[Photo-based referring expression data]
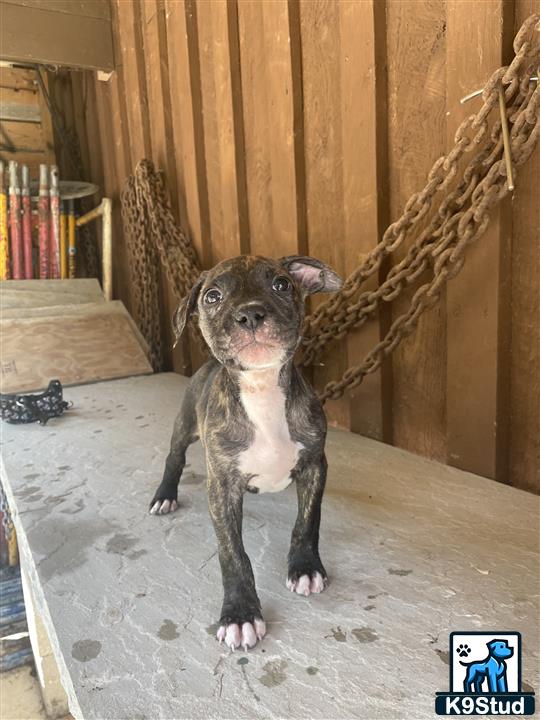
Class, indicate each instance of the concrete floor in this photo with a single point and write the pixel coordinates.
(20, 698)
(414, 551)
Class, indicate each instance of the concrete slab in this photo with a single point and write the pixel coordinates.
(414, 550)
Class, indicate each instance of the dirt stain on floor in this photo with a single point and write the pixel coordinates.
(365, 634)
(85, 650)
(168, 630)
(274, 673)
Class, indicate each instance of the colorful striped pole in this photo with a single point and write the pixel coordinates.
(63, 242)
(4, 248)
(15, 222)
(43, 223)
(71, 240)
(26, 223)
(55, 224)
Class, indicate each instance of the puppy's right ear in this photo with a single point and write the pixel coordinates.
(186, 307)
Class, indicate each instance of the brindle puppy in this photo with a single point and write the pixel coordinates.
(260, 422)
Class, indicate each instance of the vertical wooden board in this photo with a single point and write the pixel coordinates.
(128, 18)
(320, 36)
(187, 125)
(162, 145)
(116, 127)
(103, 140)
(188, 134)
(478, 298)
(416, 138)
(363, 130)
(225, 166)
(93, 140)
(269, 117)
(524, 469)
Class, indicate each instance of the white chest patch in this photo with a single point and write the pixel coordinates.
(272, 454)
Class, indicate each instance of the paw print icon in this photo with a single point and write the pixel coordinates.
(463, 650)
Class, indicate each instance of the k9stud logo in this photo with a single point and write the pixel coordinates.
(485, 676)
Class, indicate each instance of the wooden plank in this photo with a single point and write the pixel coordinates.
(188, 130)
(154, 31)
(478, 300)
(416, 138)
(82, 8)
(22, 137)
(271, 118)
(365, 191)
(323, 159)
(40, 293)
(128, 18)
(32, 34)
(221, 99)
(91, 123)
(75, 349)
(17, 104)
(18, 78)
(76, 308)
(188, 134)
(114, 129)
(524, 471)
(46, 123)
(19, 113)
(33, 160)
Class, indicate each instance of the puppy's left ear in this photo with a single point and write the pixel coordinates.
(313, 275)
(186, 307)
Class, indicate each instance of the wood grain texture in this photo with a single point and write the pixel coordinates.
(270, 123)
(478, 299)
(44, 35)
(416, 40)
(290, 127)
(223, 128)
(43, 293)
(154, 32)
(524, 466)
(73, 348)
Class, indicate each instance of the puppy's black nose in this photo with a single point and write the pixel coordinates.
(250, 316)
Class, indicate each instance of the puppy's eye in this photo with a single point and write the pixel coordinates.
(212, 296)
(281, 284)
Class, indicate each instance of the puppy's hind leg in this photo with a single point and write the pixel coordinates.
(165, 498)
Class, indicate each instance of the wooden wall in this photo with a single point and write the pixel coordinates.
(26, 133)
(304, 127)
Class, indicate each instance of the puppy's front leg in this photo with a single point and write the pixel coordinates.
(306, 572)
(241, 622)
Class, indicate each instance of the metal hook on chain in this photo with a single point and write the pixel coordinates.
(504, 126)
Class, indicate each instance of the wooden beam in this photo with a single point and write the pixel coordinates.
(44, 35)
(272, 119)
(223, 129)
(478, 299)
(524, 471)
(154, 31)
(365, 190)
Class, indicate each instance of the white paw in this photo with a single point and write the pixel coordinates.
(163, 507)
(245, 636)
(306, 585)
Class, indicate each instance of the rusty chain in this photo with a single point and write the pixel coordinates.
(461, 217)
(154, 237)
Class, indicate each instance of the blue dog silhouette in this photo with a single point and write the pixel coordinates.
(493, 668)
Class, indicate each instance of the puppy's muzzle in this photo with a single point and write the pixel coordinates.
(250, 317)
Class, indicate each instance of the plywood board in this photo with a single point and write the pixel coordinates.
(76, 348)
(44, 35)
(101, 308)
(46, 293)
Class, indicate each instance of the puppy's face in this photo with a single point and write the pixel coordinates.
(251, 309)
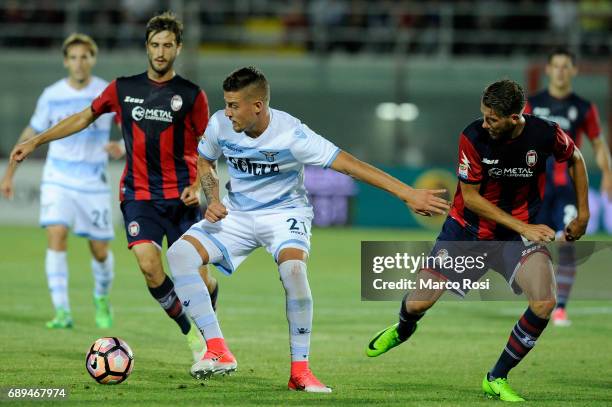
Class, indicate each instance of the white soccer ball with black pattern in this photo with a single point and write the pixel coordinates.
(109, 360)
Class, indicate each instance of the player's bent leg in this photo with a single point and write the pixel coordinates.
(565, 276)
(185, 258)
(102, 267)
(292, 272)
(536, 278)
(159, 284)
(211, 284)
(56, 268)
(412, 309)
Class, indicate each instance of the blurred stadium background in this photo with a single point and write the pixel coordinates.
(393, 82)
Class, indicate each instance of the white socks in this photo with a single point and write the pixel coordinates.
(56, 268)
(184, 261)
(299, 307)
(103, 275)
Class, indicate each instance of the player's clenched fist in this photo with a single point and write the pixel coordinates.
(538, 233)
(575, 229)
(215, 212)
(21, 151)
(427, 202)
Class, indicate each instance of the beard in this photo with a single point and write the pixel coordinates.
(503, 135)
(163, 69)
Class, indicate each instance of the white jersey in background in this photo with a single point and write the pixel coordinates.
(266, 172)
(78, 161)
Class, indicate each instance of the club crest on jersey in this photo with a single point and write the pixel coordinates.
(531, 158)
(176, 103)
(133, 228)
(269, 155)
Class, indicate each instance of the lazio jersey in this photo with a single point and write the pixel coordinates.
(80, 160)
(266, 172)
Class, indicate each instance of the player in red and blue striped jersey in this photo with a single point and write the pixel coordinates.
(577, 117)
(162, 117)
(501, 169)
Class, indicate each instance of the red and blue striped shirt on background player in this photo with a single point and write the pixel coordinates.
(511, 173)
(161, 123)
(575, 115)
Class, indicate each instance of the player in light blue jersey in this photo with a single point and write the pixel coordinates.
(74, 190)
(266, 206)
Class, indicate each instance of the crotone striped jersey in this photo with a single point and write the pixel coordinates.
(511, 174)
(161, 124)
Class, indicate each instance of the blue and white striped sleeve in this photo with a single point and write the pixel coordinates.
(41, 120)
(209, 147)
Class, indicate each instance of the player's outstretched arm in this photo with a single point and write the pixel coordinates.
(209, 182)
(65, 128)
(421, 201)
(578, 172)
(485, 209)
(6, 185)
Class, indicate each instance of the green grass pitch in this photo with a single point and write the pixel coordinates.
(442, 364)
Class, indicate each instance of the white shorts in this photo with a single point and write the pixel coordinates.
(87, 213)
(239, 233)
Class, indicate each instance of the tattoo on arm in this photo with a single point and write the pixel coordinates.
(210, 186)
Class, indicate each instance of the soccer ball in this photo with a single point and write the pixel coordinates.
(109, 360)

Exercise: Images aside, return each entry above precisely as it stands.

Solution below:
Class, indicate each instance of the concrete floor in this photo with a single point and write the pixel coordinates.
(20, 698)
(414, 551)
Class, indicate each instance of the concrete slab in this photo with a single point and write the pixel coordinates.
(414, 550)
Class, indicate each instance of the dirt stain on floor in this photo with a single point and write the pixel coordinates.
(365, 634)
(85, 650)
(168, 630)
(274, 673)
Class, indicate each instance of the colorful striped pole in this photo with a single point and write the pixel coordinates.
(63, 242)
(4, 248)
(15, 222)
(43, 223)
(71, 240)
(26, 223)
(55, 224)
Class, indicate each instance of the puppy's right ear in this photo with a single point and write the pixel coordinates.
(186, 307)
Class, indicate each instance of the brindle puppy in this photo with a single point and write the pixel coordinates.
(260, 422)
Class, indicate each instance of the vertical wooden board in this photo with a single point and write the pixel coordinates.
(128, 18)
(320, 36)
(187, 125)
(162, 145)
(116, 127)
(103, 140)
(188, 134)
(478, 298)
(416, 138)
(363, 130)
(225, 166)
(93, 140)
(269, 117)
(524, 469)
Class, indicate each instance of the white chest patch in this photo with a single point and write the pixel coordinates.
(272, 454)
Class, indicate each instance of the paw print icon in this photo with a single point and write the pixel coordinates.
(463, 650)
Class, indicate each instance of the k9stud logo in this photo with a single point and write the pixel coordinates.
(485, 676)
Class, indicate each instance of the wooden plank in this photo with a single point and write the pixel coordinates.
(188, 130)
(154, 31)
(478, 300)
(416, 138)
(82, 8)
(22, 137)
(271, 118)
(365, 191)
(323, 159)
(40, 293)
(128, 18)
(32, 34)
(221, 99)
(91, 123)
(75, 349)
(17, 104)
(18, 78)
(76, 308)
(188, 134)
(114, 129)
(524, 471)
(46, 123)
(19, 113)
(33, 160)
Class, indicate each instance of the puppy's left ear in this photo with a single point and write the pixel coordinates.
(313, 275)
(186, 307)
Class, indicate each instance of the wood grain texture in this photo with a single point and write the pixel coordinates.
(270, 123)
(478, 299)
(44, 35)
(416, 40)
(290, 127)
(223, 128)
(43, 293)
(154, 32)
(524, 466)
(73, 348)
Class, indicate each instance of the puppy's black nose in this photo with a single point and write the pixel coordinates.
(250, 316)
Class, indicate each instance of the puppy's eye in this photo with a single point and write the pixel coordinates.
(212, 296)
(281, 284)
Class, indicate each instance of the puppy's hind leg in this photo with a single point and write the pixel coordinates.
(165, 498)
Class, indicate each instance of the wooden wall in this photo with a single point and write the pixel coordinates.
(26, 133)
(304, 127)
Class, indicate each instance of the puppy's front leg in this photo with a single point and write the pixel coordinates.
(306, 572)
(241, 622)
Class, indicate each instance of the metal hook on chain in this photo with a single point and write the pixel coordinates.
(504, 126)
Class, indicate each instance of the wooden beam in this photo with a single point and write the pixel coordinates.
(44, 35)
(272, 119)
(223, 129)
(478, 299)
(524, 471)
(154, 31)
(365, 190)
Class, indicate each instance of the white paw in this photo with a single point and write the pixel coordinates.
(163, 507)
(245, 636)
(306, 585)
Class, indicate each instance of the rusty chain in this photo with a single point and write the pixel coordinates.
(461, 217)
(154, 237)
Class, indicate each instance of the blue dog silhouette in this photo with a single point and write the pixel coordinates.
(493, 668)
Class, indicate each instance of the puppy's muzzle in this photo with a single point and write the pixel coordinates.
(250, 317)
Class, indicate each instance of the plywood board in this photo with a single point and write the pixel coordinates.
(76, 348)
(44, 35)
(101, 308)
(46, 293)
Class, indicate each instance of the puppy's face in this photo with a single point and write the pixel coordinates.
(251, 309)
Class, indicate each instance of the white soccer ball with black pattern in this photo with a single point and write the pixel coordinates.
(109, 360)
Class, indicate each instance of the player's bent leg in this photo with a single point and write the pixel coordinates.
(565, 276)
(185, 258)
(102, 267)
(292, 272)
(536, 278)
(159, 284)
(211, 284)
(56, 268)
(412, 309)
Class, indicate each instance of the blurred stadium background in this photo with a single point and write the pixel coordinates.
(393, 82)
Class, indicate each instance of the white socks in this photo with a single point and write the pixel coordinates.
(56, 268)
(184, 261)
(299, 307)
(103, 275)
Class, indicate each instance of the player's clenched fist in this photo with a single point and write the pixel coordinates.
(538, 233)
(575, 229)
(215, 212)
(21, 151)
(427, 202)
Class, indicate each instance of the beard in this photo with a single point and write the pixel coordinates.
(503, 135)
(163, 69)
Class, indicate each instance of the white jersey in background in this photo with a single point and write the pixel coordinates.
(266, 172)
(78, 161)
Class, indicate each instance of the club crest on jersey in this photo with a single point and write the pixel coordinates.
(531, 158)
(176, 103)
(133, 228)
(269, 155)
Class, indicate each instance of the lazio jersey in this photo with a single point and write the pixel coordinates.
(80, 160)
(266, 172)
Class, indicate each instance of the player in red and blue striped jersey in this photo with a single point and write the pixel coordinates.
(577, 117)
(162, 117)
(501, 169)
Class, indicate each instance of the red and blue striped shirt on background player in this photo with a single point and write the pixel coordinates.
(511, 173)
(161, 123)
(575, 115)
Class, indicate each instance of the player in light blue jersey in this photo with a single point and write the pixel coordinates.
(74, 190)
(266, 206)
Class, indicate each instance of the crotone striped jersey in this photo with a single point and write the pixel coordinates.
(511, 174)
(161, 124)
Class, indicate each instance of the blue and white striped sleeve in this photo with a single point and write the pixel coordinates.
(41, 120)
(209, 147)
Class, indicate each instance of the player's outstretched arm in this photo with a single point and write the pixel coordinates.
(209, 182)
(65, 128)
(421, 201)
(578, 172)
(485, 209)
(6, 185)
Class, indicate each instance of the green grass pitch in this photo with a single point and write the pixel coordinates.
(442, 364)
Class, indicate each instance of the white shorts in this photo with a single point and write the pixel coordinates.
(87, 213)
(239, 233)
Class, indicate each instance of the tattoo on arm in this photo with a single point and write the pixel coordinates.
(210, 186)
Class, indicate each instance of the soccer ball in this photo with a single point and write the pixel coordinates.
(109, 360)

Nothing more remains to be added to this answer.